### Instrucción dada 1:
Según el fragmento sobre la deuda pública española, ¿qué porcentaje del PIB alcanzó la deuda del país en 1880?

### Fragmento extraído ###

Echando la vista hacia atrás en la doliente historia económica de España, el hito negativo se encuentra en 1880, cuando la deuda pública del país quedó contabilizada, según datos del FMI, que comienzan ese año, en un 161,72% del PIB. El siguiente pico de deuda llegó, por su parte, en 1902 con una cifra equivalente al 123,61% del PIB en ese momento. Se venía de los tiempos de la ‘leyenda negra’ de la deuda española.
España se adentraba en el siglo XIX presa de varios conflictos bélicos. Si las guerras contra Francia y contra Gran Bretaña en la última década del XVIII menguaron las arcas, la inmediata Guerra de la Independencia (1808-1814) terminó de golpear al país. Al mismo tiempo la pérdida de las colonias en América en el primer cuarto del siglo dejó a la Hacienda española sin los metales preciosos de lo que tanto había tirado siglos atrás. Es en esta tesitura cuando llega al trono Fernando VII y decide un repudio de las deudas contraídas por España. Una postura la del monarca absolutista que chocará con la de los futuros Gobiernos liberales, que intentarán pagarla a través de arreglos -ahora reestructuraciones- que no siempre se llevaron a cabo por pura imposibilidad y que escondían impagos parciales.
Pese a las reformas posteriores y las buenas intenciones de ministros de Hacienda como Juan Bravo Murillo en 1851, España era incapaz de cumplir con sus acreedores. Esto le cerraba las puertas de la financiación en las bolsas de valores extranjeras y encarecía enormemente el interés de las sucesivas emisiones. Los continuos arreglos -unilaterales por parte del Estado- chocaban unos con otros mientras el país se endeudaba con conflictos internos como la primera Guerra Carlista (1833-1839) y con políticas como una expansión frenética del ferrocarril. No ayudaba una alocada inestabilidad política con todo pelaje de Gobiernos que acabó con el Sexenio Democrático o Revolucionario (1868-1874) y la I República. Mientras unos Ejecutivos intentaban reestructurar la deuda, otros (el del Bieno Progresista de 1856 a 1858 y otros del Sexenio) contrataron grandes empréstitos con el exterior, como señala en un estudio el catedrático económico Francisco Comín. Los diferentes titular de Hacienda se veían en una tesitura de dedicar un tercio del presupuesto a pagar deuda pública.

###

### Instrucción dada 2:
Enumera, copiándolas, todas las líneas de las entradas en las que aparece la palabra "ring".

### Extractos de datos ###

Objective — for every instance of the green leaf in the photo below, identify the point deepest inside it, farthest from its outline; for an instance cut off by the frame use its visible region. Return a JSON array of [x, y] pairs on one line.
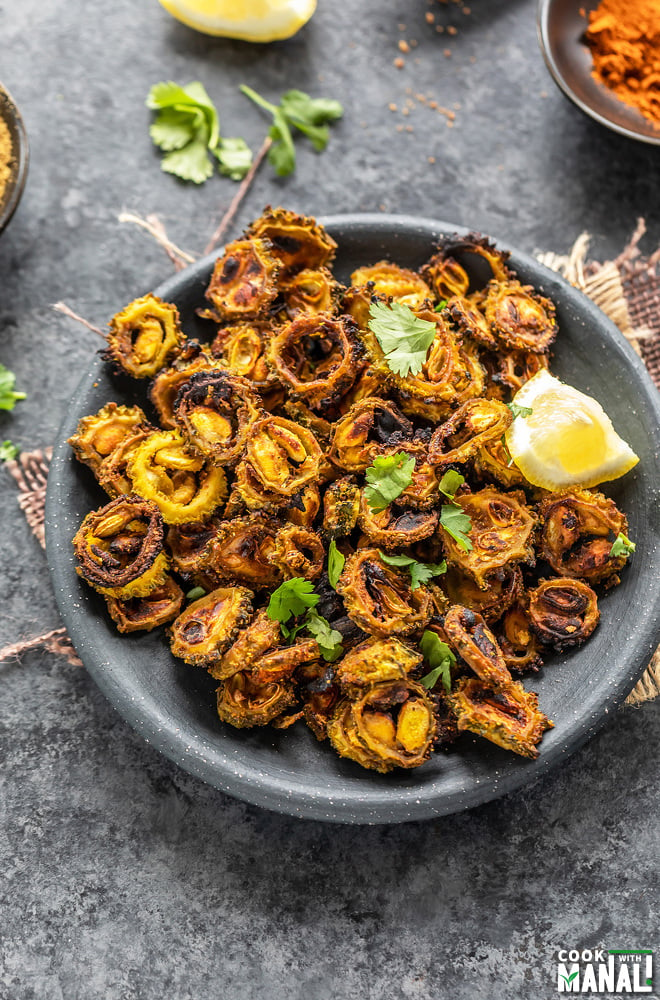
[[439, 657], [234, 157], [450, 483], [328, 638], [8, 451], [292, 598], [388, 477], [404, 337], [457, 524], [336, 561], [622, 546], [8, 397]]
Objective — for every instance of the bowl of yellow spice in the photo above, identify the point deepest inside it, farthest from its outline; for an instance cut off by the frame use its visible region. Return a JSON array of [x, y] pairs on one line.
[[13, 157], [605, 56]]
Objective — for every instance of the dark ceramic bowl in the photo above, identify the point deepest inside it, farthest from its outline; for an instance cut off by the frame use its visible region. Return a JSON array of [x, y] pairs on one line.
[[561, 29], [173, 706], [20, 156]]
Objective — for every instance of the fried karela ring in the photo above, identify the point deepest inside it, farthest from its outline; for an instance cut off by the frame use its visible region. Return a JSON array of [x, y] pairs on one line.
[[501, 533], [144, 336], [507, 715], [213, 411], [297, 241], [283, 456], [316, 357], [142, 614], [96, 437], [208, 626], [379, 598], [471, 426], [579, 527], [563, 612], [119, 548], [185, 487], [244, 281]]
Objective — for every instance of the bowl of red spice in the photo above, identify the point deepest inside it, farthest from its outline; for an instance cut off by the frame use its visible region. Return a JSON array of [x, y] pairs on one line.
[[13, 156], [605, 56]]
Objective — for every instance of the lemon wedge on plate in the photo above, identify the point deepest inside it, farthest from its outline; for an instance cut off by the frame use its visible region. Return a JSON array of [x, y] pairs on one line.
[[567, 439], [250, 20]]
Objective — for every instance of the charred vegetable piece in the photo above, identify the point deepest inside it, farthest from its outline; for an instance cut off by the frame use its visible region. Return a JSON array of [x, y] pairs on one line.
[[283, 456], [98, 436], [208, 626], [563, 612], [359, 437], [185, 487], [296, 240], [213, 411], [578, 529], [144, 336], [501, 533], [136, 614], [379, 598], [393, 282], [508, 715], [119, 548], [244, 281], [316, 357], [471, 426]]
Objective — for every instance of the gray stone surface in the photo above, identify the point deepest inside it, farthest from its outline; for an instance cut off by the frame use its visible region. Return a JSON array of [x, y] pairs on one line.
[[122, 877]]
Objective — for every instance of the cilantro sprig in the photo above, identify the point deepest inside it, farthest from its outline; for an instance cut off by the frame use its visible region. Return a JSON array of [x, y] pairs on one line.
[[310, 115], [419, 572], [387, 478], [439, 657], [404, 337]]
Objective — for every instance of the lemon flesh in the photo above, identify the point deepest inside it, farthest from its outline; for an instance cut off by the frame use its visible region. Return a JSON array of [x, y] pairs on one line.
[[567, 439], [249, 20]]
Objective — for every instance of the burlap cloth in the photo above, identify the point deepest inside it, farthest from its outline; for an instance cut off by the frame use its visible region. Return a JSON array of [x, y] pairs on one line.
[[626, 289]]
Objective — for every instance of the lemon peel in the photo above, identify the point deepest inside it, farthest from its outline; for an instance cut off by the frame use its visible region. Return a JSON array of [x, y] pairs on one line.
[[567, 439], [249, 20]]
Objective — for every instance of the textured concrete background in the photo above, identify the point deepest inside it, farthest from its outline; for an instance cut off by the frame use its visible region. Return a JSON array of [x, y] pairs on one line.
[[121, 877]]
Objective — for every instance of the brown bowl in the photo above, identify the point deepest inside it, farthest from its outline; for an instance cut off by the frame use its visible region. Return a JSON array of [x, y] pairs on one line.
[[561, 29], [13, 189]]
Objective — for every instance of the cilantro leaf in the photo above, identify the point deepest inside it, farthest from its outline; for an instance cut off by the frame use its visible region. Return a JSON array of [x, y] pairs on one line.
[[292, 598], [8, 451], [622, 546], [8, 397], [450, 483], [404, 337], [328, 638], [388, 477], [419, 572], [336, 560], [439, 657], [456, 523]]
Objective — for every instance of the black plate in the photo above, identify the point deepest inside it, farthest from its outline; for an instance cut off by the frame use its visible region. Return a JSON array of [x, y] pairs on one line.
[[173, 706], [561, 27]]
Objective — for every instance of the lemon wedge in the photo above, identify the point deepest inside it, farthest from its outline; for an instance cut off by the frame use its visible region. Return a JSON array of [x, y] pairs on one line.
[[249, 20], [567, 439]]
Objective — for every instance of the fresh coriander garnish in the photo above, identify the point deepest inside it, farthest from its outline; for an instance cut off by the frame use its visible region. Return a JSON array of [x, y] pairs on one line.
[[388, 477], [336, 560], [457, 524], [187, 129], [440, 658], [520, 411], [8, 397], [8, 451], [404, 337], [450, 483], [622, 546], [298, 110], [419, 572]]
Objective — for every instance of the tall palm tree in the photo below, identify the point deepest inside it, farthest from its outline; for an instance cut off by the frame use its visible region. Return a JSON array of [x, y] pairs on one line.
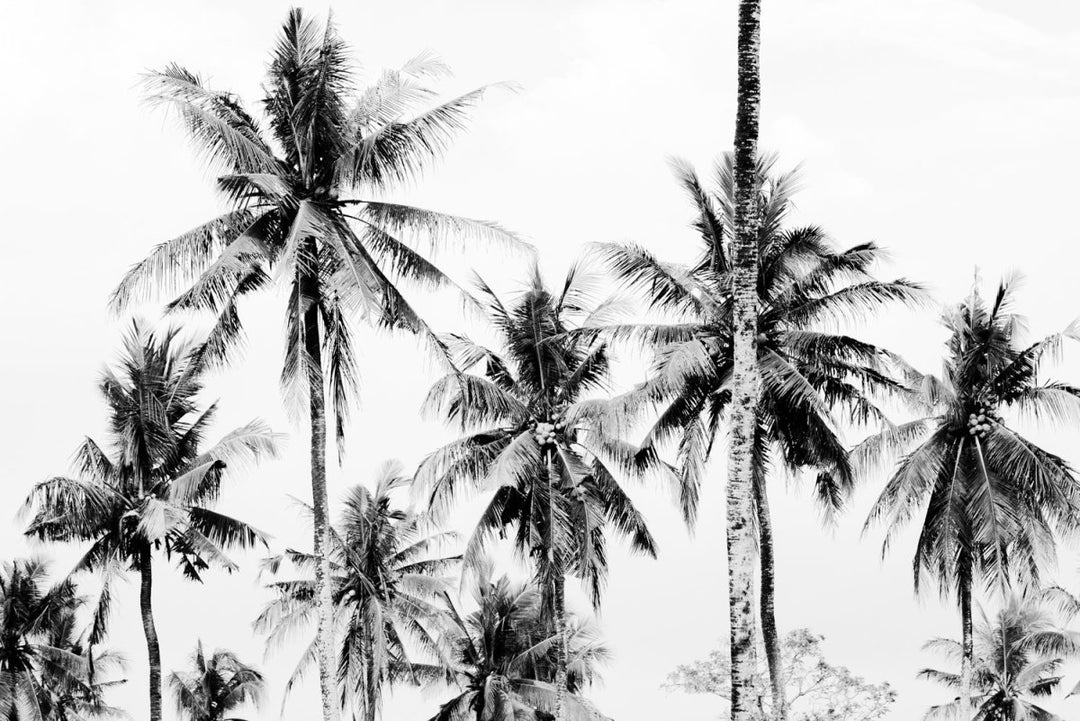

###

### Respuesta completa 1:
Un 161,72% del PIB.

### Respuesta completa 2:
Objective — for every instance of the fried karela ring in the photo above, identify the point deepest inside it, farthest from its outline; for an instance cut off by the frame use its visible region. Return a JSON array of [x, y] pairs on one line.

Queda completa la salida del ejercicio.